Records contained in a dataset
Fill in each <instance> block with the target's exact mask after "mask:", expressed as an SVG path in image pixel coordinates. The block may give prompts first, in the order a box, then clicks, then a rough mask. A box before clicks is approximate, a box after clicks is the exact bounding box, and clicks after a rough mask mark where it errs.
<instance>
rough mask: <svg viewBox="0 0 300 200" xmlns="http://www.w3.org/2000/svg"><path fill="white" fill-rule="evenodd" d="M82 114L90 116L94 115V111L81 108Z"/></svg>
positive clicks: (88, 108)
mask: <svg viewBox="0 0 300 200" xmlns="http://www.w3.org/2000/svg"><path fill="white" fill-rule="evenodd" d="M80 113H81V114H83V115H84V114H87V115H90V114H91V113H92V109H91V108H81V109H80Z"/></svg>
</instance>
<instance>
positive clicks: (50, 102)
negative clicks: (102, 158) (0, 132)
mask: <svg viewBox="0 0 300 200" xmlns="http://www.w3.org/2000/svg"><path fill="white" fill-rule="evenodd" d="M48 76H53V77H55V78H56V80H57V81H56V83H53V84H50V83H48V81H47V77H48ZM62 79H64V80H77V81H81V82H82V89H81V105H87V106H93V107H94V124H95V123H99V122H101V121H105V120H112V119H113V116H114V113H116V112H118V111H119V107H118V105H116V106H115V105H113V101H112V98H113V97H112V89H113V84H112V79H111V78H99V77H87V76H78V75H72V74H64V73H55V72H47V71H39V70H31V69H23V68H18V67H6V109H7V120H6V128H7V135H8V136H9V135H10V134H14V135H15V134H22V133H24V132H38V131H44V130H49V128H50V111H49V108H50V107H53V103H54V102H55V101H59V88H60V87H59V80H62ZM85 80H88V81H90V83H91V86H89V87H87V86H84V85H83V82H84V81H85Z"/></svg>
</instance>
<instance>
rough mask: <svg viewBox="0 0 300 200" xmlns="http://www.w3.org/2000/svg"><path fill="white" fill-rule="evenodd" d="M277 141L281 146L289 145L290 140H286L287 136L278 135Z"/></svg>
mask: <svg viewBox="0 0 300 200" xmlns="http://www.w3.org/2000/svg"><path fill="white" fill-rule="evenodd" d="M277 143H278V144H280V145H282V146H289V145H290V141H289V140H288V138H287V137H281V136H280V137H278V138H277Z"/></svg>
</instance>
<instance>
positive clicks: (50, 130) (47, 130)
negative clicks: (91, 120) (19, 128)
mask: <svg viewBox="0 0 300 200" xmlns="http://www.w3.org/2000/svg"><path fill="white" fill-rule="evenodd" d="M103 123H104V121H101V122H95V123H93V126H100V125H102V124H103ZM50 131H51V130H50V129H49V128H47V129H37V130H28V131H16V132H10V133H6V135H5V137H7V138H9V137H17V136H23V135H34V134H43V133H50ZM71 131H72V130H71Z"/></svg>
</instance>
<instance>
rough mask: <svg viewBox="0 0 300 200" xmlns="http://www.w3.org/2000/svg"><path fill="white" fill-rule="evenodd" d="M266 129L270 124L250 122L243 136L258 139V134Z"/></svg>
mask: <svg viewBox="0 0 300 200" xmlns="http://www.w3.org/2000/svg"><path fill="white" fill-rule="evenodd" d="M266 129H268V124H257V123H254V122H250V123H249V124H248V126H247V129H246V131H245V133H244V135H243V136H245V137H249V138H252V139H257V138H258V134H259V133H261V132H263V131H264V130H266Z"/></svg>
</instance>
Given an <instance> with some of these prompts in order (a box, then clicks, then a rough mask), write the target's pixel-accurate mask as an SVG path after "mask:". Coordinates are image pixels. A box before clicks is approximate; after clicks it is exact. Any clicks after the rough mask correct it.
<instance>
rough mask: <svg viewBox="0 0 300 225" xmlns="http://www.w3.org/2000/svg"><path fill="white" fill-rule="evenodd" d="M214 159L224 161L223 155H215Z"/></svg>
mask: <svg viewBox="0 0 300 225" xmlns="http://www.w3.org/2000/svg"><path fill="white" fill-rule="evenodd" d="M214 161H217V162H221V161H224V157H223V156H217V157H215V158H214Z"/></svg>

## INSTRUCTIONS FOR THE TASK
Word for word, repeat each entry shown above.

## ANSWER SECTION
Fill in each <instance> block with the target's exact mask after "mask:", expressed as an SVG path in image pixel coordinates. The block may give prompts first, in the order a box, then clicks, then a rough mask. A box before clicks is approximate, a box after clicks is the exact bounding box, and clicks after a rough mask mark where it errs.
<instance>
rough mask: <svg viewBox="0 0 300 200" xmlns="http://www.w3.org/2000/svg"><path fill="white" fill-rule="evenodd" d="M82 114L90 116L94 115V111L81 108Z"/></svg>
positive clicks: (88, 108)
mask: <svg viewBox="0 0 300 200" xmlns="http://www.w3.org/2000/svg"><path fill="white" fill-rule="evenodd" d="M80 113H81V114H83V115H84V114H87V115H90V114H91V113H92V109H91V108H81V109H80Z"/></svg>
</instance>
<instance>
positive clicks: (50, 102)
negative clicks: (102, 158) (0, 132)
mask: <svg viewBox="0 0 300 200" xmlns="http://www.w3.org/2000/svg"><path fill="white" fill-rule="evenodd" d="M48 76H53V77H55V78H56V80H57V81H56V83H53V84H50V83H48V81H47V77H48ZM62 79H64V80H77V81H81V82H82V89H81V105H87V106H93V107H94V124H95V123H99V122H101V121H105V120H112V119H113V116H114V113H116V112H118V111H119V107H118V105H116V106H115V105H113V101H112V98H113V97H112V89H113V84H112V79H111V78H99V77H87V76H78V75H72V74H64V73H55V72H47V71H39V70H31V69H23V68H18V67H6V109H7V120H6V128H7V135H8V136H9V135H10V134H14V135H15V134H22V133H24V132H38V131H44V130H49V128H50V111H49V108H50V107H53V103H54V102H55V101H59V88H60V87H59V80H62ZM85 80H88V81H90V83H91V86H89V87H87V86H84V85H83V82H84V81H85Z"/></svg>
</instance>
<instance>
rough mask: <svg viewBox="0 0 300 200" xmlns="http://www.w3.org/2000/svg"><path fill="white" fill-rule="evenodd" d="M277 141L281 146L289 145L290 140H286L287 136L278 135Z"/></svg>
mask: <svg viewBox="0 0 300 200" xmlns="http://www.w3.org/2000/svg"><path fill="white" fill-rule="evenodd" d="M277 143H278V144H280V145H282V146H289V145H290V141H289V140H288V138H287V137H281V136H280V137H278V138H277Z"/></svg>
</instance>
<instance>
positive clicks: (50, 130) (47, 130)
negative clicks: (91, 120) (19, 128)
mask: <svg viewBox="0 0 300 200" xmlns="http://www.w3.org/2000/svg"><path fill="white" fill-rule="evenodd" d="M103 123H104V121H101V122H95V123H93V126H100V125H102V124H103ZM50 131H51V130H50V129H49V128H47V129H37V130H28V131H16V132H10V133H6V135H5V137H7V138H9V137H17V136H23V135H34V134H43V133H50ZM71 131H72V130H71Z"/></svg>
</instance>
<instance>
rough mask: <svg viewBox="0 0 300 200" xmlns="http://www.w3.org/2000/svg"><path fill="white" fill-rule="evenodd" d="M266 129L270 124L250 122L243 136L258 139V134Z"/></svg>
mask: <svg viewBox="0 0 300 200" xmlns="http://www.w3.org/2000/svg"><path fill="white" fill-rule="evenodd" d="M266 129H268V124H257V123H254V122H250V123H249V124H248V126H247V129H246V131H245V133H244V135H243V136H245V137H249V138H252V139H257V138H258V134H259V133H261V132H263V131H264V130H266Z"/></svg>
</instance>
Given an <instance> with some of these prompts in order (a box, then clicks, then a rough mask), write the target's pixel-accurate mask as an SVG path after "mask:". Coordinates are image pixels. A box before clicks is approximate; after clicks it is exact. Any clicks after the rough mask correct it.
<instance>
rough mask: <svg viewBox="0 0 300 225" xmlns="http://www.w3.org/2000/svg"><path fill="white" fill-rule="evenodd" d="M214 159L224 161L223 155H215Z"/></svg>
mask: <svg viewBox="0 0 300 225" xmlns="http://www.w3.org/2000/svg"><path fill="white" fill-rule="evenodd" d="M214 161H217V162H221V161H224V157H223V156H217V157H215V158H214Z"/></svg>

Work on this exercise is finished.